**CONSIGNE:** Reprenez le texte ci-dessous consacré à Avril Haines, conseillère de Joe Biden, et poursuivez sa rédaction à la suite de sa dernière phrase.

**EXTRAIT CITÉ:**
################

Etats-Unis. Une conseillère de Joe Biden qui en dit long sur le candidat démocrate

Par Murtaza Hussain

En campagne pour les élections de 2020, l’ancien vice-président Joe Biden est en train de mettre sur pied une équipe de politique étrangère pour son éventuelle future administration. Parmi les personnes présentées comme membres de cette équipe figure Avril Haines, ex-directrice adjointe de la CIA sous l’administration Obama. Selon une information qu’a rapportée la semaine dernière NBC News, Haines a été sélectionnée comme conseillère politique et cheffe de l’équipe de sécurité nationale et de politique étrangère.

Outre ses activités antérieures dans le domaine de la sécurité nationale et son influence considérable parmi les think tanks de Washington, Avril Haines s’était présentée comme consultante de Palantir, firme controversée d’exploitation de données. La notice biographique de Haines au Brookings Institute la décrivait comme collaboratrice scientifique non-résidente et au moins jusqu’à la semaine dernière indiquait son appartenance à Palantir, cette référence a ensuite soudainement disparu.

################

**DONNÉES:**
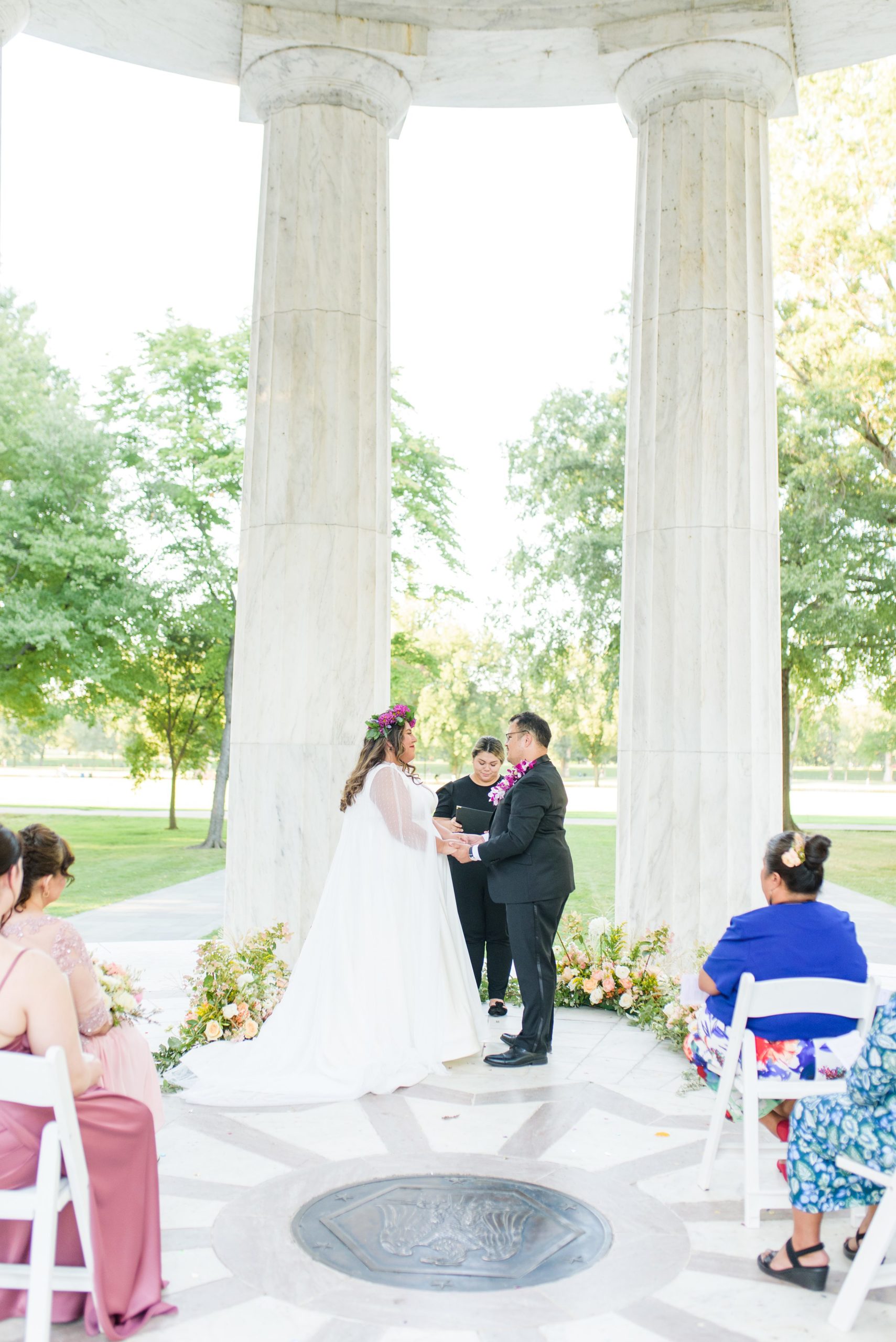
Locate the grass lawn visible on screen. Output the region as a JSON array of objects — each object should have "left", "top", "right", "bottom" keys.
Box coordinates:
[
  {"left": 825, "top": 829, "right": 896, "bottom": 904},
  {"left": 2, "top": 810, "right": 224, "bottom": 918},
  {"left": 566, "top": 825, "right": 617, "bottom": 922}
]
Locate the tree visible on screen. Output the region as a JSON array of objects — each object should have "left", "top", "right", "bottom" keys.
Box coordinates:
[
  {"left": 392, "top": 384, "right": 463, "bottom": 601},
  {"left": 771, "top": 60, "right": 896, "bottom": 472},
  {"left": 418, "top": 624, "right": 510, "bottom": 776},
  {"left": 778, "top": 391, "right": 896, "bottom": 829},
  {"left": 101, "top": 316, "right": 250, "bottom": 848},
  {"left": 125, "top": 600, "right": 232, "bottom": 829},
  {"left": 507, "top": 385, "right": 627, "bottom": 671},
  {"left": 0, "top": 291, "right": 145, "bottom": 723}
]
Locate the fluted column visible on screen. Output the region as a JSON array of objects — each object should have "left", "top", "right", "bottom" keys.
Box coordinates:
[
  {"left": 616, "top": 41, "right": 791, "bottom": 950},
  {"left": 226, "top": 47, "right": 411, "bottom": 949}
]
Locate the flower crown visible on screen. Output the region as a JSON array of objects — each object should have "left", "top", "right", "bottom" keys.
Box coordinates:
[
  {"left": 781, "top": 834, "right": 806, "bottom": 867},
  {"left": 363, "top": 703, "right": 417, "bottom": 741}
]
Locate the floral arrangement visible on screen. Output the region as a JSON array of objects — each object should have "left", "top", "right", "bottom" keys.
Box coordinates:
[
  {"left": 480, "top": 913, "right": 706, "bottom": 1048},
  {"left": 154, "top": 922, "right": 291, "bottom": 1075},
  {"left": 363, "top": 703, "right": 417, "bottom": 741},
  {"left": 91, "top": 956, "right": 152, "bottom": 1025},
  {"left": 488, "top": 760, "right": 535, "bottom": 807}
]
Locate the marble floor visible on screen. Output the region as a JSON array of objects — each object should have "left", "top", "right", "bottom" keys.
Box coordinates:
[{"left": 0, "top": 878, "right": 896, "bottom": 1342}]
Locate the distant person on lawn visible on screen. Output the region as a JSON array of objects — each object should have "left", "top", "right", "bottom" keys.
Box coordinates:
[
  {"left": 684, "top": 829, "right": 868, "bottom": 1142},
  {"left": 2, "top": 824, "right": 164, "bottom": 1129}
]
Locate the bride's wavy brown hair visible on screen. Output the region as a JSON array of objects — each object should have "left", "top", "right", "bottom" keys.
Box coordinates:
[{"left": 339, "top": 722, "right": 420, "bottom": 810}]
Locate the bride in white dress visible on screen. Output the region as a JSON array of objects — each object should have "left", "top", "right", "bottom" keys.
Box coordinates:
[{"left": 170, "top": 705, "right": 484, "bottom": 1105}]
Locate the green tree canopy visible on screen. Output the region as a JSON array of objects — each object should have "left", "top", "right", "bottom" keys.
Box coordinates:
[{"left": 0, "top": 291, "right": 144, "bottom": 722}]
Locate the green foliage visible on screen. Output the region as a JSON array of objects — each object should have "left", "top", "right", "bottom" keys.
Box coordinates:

################

**RÉSULTAT DE L'EXERCICE:**
Mais en quoi consistait l’activité d’Avril Haines auprès de Palantir? Cela n’est pas clair. Pas plus l’équipe de campagne de Biden que Palantir et Brookings n’ont répondu aux questions qu’a posées la presse à ce sujet. Avant d’être supprimée de sa notice biographique auprès de Brookings, son appartenance à cette société d’exploitation de données était citée avec une longue liste d’autres liens, elle aussi considérablement réduite.

Cette information – et sa visible disparition – soulève de nombreuses questions à propos d’une campagne qui se présente comme l’antithèse de la gouvernance très droitière de Donald Trump. Cofondée par un milliardaire d’extrême droite familier du milieu de la high-tech et soutien de Trump, Palantir a bénéficié de nombreux contrats avec le gouvernement. L’entreprise a été accusée d’avoir aidé l’administration Trump à réaliser ses programmes de détention de migrantes et de migrants et à imposer un Etat sécuritaire aux Etats-Unis.

«Les systèmes de technologie de l’information développés par Palantir ont donné à l’administration Trump la possibilité de procéder à des expulsions massives qui ont disloqué et terrorisé nos communautés de migrants», a déclaré Yasmine Taeb, conseillère politique principale chez Demand Progress, qui rassemble les soutiens en faveur d’un large spectre de causes allant de la défense des droits humains à la lutte pour la transparence dans la vie publique.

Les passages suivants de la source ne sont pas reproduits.